WASHINGTON — The former vice president of the United States just announced he's running for president and he really needs to you give him ... a buck?
"Can you send $1?" Joe Biden pleaded in a fundraising email.
That won't even buy a cup of coffee these days, but it can get candidates admission to one of the most important and exclusive events in American politics this year: the first Democratic presidential debate.
Rules set by the Democratic National Committee allow candidates to qualify for the debates — the first takes place June 26-27 in Miami, hosted by NBC News — either by showing a modest level of support (at least 1 percent in three major national polls), or by getting 65,000 people to donate to their campaigns, no matter the amount.
That has led desperate candidates to come up with some methods to game the system and find creative ways to boost their contributor numbers, since the debates offer a priceless opportunity for media attention to get their message out.
So far, 17 candidates appear to have qualified for the first debate, according to an NBC News analysis, though nothing is official until the DNC declares who's in; donor numbers are self-reported by the campaigns and unverifiable to outsiders (although the DNC can check).

:: WHAT YOU WILL DO ::
(a) Answer these questions about the debate-qualification article, labeling each answer with its matching number:
(i) How much money did Joe Biden's fundraising email ask people to send?
(ii) In what city does the first Democratic debate take place?
(iii) How many donors can qualify a candidate for the debates?
(b) Can you give the part of the debate-qualification article that opens with the words "WASHINGTON — The" and closes with "matter the amount." again, substituting "Chicago" for "Miami"?
The records have no connection to the debate-qualification article.

:: PROVIDED DATA ::
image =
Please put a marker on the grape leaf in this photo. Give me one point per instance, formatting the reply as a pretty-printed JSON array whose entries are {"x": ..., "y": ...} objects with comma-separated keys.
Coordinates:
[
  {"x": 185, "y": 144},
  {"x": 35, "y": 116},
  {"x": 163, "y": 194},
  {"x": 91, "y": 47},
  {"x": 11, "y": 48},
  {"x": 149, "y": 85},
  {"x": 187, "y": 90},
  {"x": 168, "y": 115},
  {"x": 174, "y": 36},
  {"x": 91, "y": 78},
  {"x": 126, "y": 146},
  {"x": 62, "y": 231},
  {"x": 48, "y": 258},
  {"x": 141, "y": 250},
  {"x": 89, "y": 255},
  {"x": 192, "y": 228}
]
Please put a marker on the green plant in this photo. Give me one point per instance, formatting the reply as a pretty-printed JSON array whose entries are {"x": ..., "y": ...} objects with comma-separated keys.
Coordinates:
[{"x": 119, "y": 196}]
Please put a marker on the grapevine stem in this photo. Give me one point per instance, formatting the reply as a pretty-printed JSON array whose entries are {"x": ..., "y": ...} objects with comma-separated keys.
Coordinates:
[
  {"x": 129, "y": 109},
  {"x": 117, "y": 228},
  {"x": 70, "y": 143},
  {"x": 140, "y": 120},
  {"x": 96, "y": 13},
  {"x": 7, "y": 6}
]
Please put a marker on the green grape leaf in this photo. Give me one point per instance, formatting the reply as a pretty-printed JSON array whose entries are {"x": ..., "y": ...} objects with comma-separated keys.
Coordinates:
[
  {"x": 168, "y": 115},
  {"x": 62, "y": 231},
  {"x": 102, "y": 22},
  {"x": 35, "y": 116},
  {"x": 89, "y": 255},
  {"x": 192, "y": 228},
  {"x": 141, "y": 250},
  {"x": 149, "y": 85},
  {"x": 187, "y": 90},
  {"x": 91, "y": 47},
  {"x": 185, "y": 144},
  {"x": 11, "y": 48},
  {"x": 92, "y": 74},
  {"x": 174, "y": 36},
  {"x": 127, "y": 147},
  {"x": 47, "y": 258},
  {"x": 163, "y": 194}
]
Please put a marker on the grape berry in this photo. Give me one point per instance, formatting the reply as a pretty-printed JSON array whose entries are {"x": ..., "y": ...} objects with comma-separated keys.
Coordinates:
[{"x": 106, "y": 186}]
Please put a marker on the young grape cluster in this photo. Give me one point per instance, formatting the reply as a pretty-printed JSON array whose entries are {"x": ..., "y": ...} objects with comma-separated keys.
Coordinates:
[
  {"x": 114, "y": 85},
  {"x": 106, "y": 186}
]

:: RESULTS BY TASK ::
(a)
(i) $1
(ii) Miami
(iii) 65,000

(b)
WASHINGTON — The former vice president of the United States just announced he's running for president and he really needs to you give him ... a buck?
"Can you send $1?" Joe Biden pleaded in a fundraising email.
That won't even buy a cup of coffee these days, but it can get candidates admission to one of the most important and exclusive events in American politics this year: the first Democratic presidential debate.
Rules set by the Democratic National Committee allow candidates to qualify for the debates — the first takes place June 26-27 in Chicago, hosted by NBC News — either by showing a modest level of support (at least 1 percent in three major national polls), or by getting 65,000 people to donate to their campaigns, no matter the amount.